# What you are asked to do:
Repeat every entry in the listing below, exactly.

** BEGIN **

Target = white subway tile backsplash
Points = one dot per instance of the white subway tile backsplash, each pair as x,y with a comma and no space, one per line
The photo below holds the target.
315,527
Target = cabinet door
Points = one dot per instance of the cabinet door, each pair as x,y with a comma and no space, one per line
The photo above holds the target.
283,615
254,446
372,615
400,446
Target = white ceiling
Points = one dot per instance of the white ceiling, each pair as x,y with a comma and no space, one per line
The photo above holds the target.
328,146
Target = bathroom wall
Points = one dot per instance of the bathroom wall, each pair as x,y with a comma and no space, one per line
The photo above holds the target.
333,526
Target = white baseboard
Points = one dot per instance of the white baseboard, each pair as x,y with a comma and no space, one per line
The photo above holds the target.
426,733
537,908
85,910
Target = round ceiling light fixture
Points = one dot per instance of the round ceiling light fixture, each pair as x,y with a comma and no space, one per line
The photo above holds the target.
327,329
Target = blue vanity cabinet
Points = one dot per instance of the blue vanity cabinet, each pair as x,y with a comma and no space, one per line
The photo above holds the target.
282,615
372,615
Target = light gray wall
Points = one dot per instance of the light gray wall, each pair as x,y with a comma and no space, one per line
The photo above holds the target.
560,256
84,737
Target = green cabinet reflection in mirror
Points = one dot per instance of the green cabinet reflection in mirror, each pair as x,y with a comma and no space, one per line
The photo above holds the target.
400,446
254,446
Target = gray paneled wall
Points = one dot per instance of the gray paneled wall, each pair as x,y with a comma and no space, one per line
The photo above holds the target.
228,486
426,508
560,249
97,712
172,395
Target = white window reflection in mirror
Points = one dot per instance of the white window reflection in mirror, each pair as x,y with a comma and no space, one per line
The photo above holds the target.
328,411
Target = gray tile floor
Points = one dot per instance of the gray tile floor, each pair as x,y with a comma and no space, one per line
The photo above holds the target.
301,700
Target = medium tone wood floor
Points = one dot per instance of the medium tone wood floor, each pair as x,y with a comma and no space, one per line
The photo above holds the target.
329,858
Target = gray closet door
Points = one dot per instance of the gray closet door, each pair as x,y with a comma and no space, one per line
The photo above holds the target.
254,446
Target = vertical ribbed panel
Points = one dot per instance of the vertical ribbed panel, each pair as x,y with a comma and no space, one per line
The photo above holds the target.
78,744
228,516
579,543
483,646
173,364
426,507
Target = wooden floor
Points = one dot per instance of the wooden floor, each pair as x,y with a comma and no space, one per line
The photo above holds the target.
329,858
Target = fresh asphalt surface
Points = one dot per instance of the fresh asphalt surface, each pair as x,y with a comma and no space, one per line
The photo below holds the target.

** END **

# Result for this task:
Target = white subway tile backsplash
Points = one dot per instance of the white subway tile backsplash, each pair as x,y with a comma and no space, one per line
The photo below holds the target.
315,527
Target = cabinet door
Points = one dot per instance of the cabinet door, each pair as x,y with a comma and no space, one per line
The photo above holds the target.
283,615
254,446
372,615
400,446
Target = white ceiling
Points = one dot per instance of the white ceiling, each pair as x,y with a comma and no space, one per line
The photo above holds the target.
328,146
Target = bathroom wall
Points = one dot per instance of the bathroom wall, each pair as x,y with a comma and no space, one per line
The photo above holds the target.
333,526
Target = white baseboard
Points = one dot per instance of the white baseboard, each pair as x,y with a comma and no space, one per line
The photo above holds the target.
426,733
537,908
85,910
Target = round ceiling light fixture
Points = one dot per instance of the round ceiling light fixture, each pair as x,y with a comma and no space, one per line
The photo above holds the target.
327,329
Target = blue vanity cabinet
Points = one dot per instance of the blue vanity cabinet, each pair as x,y with a comma and no space, one per line
The photo above holds the target.
282,615
372,615
Target = light gray wall
Points = one dot per instance of the light gray wall, each pair as x,y with a comma and no space, one per line
The photo above holds the target.
560,256
84,737
Target = green cabinet reflection in mirror
Points = one dot per instance of the green cabinet reflection in mirror, each pair as x,y with a comma and no space, one per line
The photo above holds the target.
400,446
254,446
Target = gray paneled wall
Points = one dot per instance of the gray paneled wall, each pair as x,y with a comma and no space, one per line
The photo above holds the target.
228,486
426,508
560,249
97,712
172,395
Target = white window reflection in mirror
Points = one dot per instance of the white window reflection in mirror, each pair as x,y with a comma and no space, one per line
The photo above holds the target.
328,411
Target = gray tile floor
Points = one dot per instance of the gray tile floor, each pair as x,y with a comma and no space, one per line
The photo above holds the target.
301,700
Target = medium tone wood floor
Points = one dot per instance of the medium tone wood floor, each pair as x,y with a comma and no space, one per line
The photo above holds the target.
329,858
Target = gray closet door
Points = one dot per instance of the gray closet door, each pair as x,y with a comma and no space, one per line
The photo above holds the target.
254,446
Target = vertical ribbed panel
Points = one dot per instance of the vertical ribbed panel, each pair as x,y with a comma and no space, one per line
The photo above holds the target.
78,744
228,516
579,543
483,646
173,364
426,507
Target = wooden floor
Points = one dot per instance of the wooden floor, each pair as x,y with a comma and no space, one per line
The photo above holds the target.
329,858
Target = fresh asphalt surface
Points = one dot per instance of the fresh asphalt surface, each pair as x,y with a comma and no space, one per line
The photo below holds the target.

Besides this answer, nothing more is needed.